• [PROMPT 1] In the warrant share delivery text below, how much must the Company pay the Holder for each $1,000 of Warrant Shares if it misses the Warrant Share Delivery Date?
• [PROMPT 2] Please write the next part of the warrant share delivery text below, picking up right after its final sentence.

• [TEXT PROVIDED]
_____

Delivery of Warrant Shares Upon Exercise. The Company shall cause the Warrant Shares
purchased hereunder to be transmitted by the Transfer Agent to the Holder by crediting the account of the Holder’s or its
designee’s

    	3 

    	 

    

balance account with The Depository
Trust Company through its Deposit or Withdrawal at Custodian system (“DWAC”), provided Holder’s broker
has properly initiated said DWAC, and if the Company is then a participant in such system and either (A) there is an effective
registration statement permitting the issuance of the Warrant Shares to or resale of the Warrant Shares by Holder or (B) this Warrant
is being exercised via cashless exercise, and otherwise by physical delivery of a certificate, registered in the Company’s
share register in the name of the Holder or its designee, for the number of Warrant Shares to which the Holder is entitled pursuant
to such exercise to the address specified by the Holder in the Notice of Exercise by the date that is the earliest of (i) two (2)
Trading Days after the delivery to the Company of the Notice of Exercise, provided that the Holder has then delivered the aggregate
Exercise Price to the Company, if applicable, (ii) one (1) Trading Day after delivery of the aggregate Exercise Price to the Company
and (iii) the number of Trading Days comprising the Standard Settlement Period after the delivery to the Company of the Notice
of Exercise, provided that the Holder has then delivered the aggregate Exercise Price to the Company, if applicable (such date,
the “Warrant Share Delivery Date”). Upon delivery of the Notice of Exercise, the Holder shall be deemed for
all corporate purposes to have become the holder of record of the Warrant Shares with respect to which this Warrant has been exercised,
irrespective of the date of delivery of the Warrant Shares, provided that payment of the aggregate Exercise Price (other than in
the case of a cashless exercise) is received within the earlier of (i) two (2) Trading Days and (ii) the number of Trading Days
comprising the Standard Settlement Period following delivery of the Notice of Exercise. If the Company fails for any reason to
deliver to the Holder the Warrant Shares subject to a Notice of Exercise by the Warrant Share Delivery Date, the Company shall
pay to the Holder, in cash, as liquidated damages and not as a penalty, for each $1,000 of Warrant Shares subject to such exercise
(based on the VWAP of the Common Stock on the date of the applicable Notice of Exercise), $10 per Trading Day (increasing to $20
per Trading Day on the fifth Trading Day after such liquidated damages begin to accrue) for each Trading Day after such Warrant
Share Delivery Date until such Warrant Shares are delivered or Holder rescinds such exercise. The Company agrees to maintain a
transfer agent that is a participant in the FAST program so long as this Warrant remains outstanding and exercisable. As used herein,
“Standard Settlement Period” means the standard settlement period, expressed in a number of Trading Days, on
the Company’s primary Trading Market with respect to the Common Stock as in effect on the date of delivery of the Notice
of Exercise.

_____

• [DATA ROWS]
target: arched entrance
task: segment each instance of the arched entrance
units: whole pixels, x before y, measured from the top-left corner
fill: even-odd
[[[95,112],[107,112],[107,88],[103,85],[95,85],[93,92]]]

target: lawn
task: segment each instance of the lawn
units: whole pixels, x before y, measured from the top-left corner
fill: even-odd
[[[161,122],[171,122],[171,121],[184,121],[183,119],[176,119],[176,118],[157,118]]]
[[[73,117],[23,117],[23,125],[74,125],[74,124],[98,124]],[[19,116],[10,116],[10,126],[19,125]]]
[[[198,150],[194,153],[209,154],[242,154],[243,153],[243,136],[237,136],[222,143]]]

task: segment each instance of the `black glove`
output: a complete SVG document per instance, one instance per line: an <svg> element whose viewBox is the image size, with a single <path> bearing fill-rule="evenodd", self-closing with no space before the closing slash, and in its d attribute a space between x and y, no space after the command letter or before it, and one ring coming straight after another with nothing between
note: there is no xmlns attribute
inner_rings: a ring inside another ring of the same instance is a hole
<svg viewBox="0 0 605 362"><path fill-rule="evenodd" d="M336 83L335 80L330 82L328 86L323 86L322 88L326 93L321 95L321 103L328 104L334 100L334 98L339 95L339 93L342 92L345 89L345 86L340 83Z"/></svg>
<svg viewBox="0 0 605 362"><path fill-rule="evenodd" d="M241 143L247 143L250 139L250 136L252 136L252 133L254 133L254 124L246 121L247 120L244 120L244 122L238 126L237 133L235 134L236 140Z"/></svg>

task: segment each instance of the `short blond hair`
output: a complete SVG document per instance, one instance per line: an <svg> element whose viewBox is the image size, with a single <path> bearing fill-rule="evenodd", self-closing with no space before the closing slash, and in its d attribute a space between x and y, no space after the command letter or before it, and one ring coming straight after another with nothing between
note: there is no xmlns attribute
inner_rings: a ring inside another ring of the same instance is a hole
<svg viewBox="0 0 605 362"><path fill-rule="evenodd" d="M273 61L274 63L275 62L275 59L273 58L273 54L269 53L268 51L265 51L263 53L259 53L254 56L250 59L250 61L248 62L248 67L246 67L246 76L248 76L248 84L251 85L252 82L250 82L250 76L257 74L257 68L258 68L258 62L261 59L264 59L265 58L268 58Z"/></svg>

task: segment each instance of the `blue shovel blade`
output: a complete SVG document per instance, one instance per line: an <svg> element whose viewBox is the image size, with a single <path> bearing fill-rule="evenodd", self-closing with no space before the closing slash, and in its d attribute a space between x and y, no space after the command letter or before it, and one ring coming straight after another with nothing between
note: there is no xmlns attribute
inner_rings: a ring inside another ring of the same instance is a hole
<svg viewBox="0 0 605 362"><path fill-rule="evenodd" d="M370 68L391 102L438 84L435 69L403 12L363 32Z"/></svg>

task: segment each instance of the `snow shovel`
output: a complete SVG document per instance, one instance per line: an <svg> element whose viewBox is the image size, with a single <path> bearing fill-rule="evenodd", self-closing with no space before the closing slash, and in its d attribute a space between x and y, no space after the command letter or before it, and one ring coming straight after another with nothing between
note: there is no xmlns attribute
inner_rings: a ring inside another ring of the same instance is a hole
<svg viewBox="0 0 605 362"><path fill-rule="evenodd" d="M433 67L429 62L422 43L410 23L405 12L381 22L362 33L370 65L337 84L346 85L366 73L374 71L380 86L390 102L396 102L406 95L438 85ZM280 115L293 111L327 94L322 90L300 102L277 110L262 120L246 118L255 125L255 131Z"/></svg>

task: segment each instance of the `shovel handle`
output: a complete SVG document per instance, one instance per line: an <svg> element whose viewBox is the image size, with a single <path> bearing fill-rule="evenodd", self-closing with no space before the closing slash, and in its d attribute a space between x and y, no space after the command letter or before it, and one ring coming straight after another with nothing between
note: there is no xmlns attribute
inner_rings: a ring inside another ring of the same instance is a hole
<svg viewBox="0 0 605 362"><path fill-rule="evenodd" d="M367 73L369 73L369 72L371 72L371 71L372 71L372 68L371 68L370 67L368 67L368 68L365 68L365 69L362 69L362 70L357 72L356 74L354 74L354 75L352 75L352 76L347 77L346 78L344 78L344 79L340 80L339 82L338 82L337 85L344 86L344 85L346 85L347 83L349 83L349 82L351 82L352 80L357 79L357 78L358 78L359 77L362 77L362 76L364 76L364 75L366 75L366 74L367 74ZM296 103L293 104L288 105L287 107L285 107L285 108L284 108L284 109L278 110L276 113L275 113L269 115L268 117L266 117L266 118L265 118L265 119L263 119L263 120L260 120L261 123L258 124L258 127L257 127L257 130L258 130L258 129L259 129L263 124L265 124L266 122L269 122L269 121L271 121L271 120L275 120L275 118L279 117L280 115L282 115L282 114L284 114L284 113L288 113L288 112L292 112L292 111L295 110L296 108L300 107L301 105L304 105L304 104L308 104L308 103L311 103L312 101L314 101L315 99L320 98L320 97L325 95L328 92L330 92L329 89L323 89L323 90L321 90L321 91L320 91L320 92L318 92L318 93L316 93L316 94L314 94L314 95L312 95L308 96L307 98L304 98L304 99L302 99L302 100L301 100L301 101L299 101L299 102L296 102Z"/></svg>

_____

• [FINAL ANSWER 1] $10 per Trading Day, rising to $20 per Trading Day on the fifth Trading Day after the liquidated damages begin to accrue.

• [FINAL ANSWER 2]
ii.           
Delivery of New Warrants Upon Exercise. If this Warrant shall have been exercised in
part, the Company shall, at the request of a Holder and upon surrender of this Warrant certificate, at the time of delivery of
the Warrant Shares, deliver to the Holder a new Warrant evidencing the rights of the Holder to purchase the unpurchased Warrant
Shares called for by this Warrant, which new Warrant shall in all other respects be identical with this Warrant.

iii.           
Rescission Rights. If the Company fails to cause the Transfer Agent to transmit to
the Holder the Warrant Shares pursuant to Section 2(d)(i) by the Warrant Share Delivery Date, then the Holder will have the right
to rescind such exercise.

    	4 

    	 

    

iv.           
Compensation for Buy-In on Failure to Timely Deliver Warrant Shares Upon Exercise.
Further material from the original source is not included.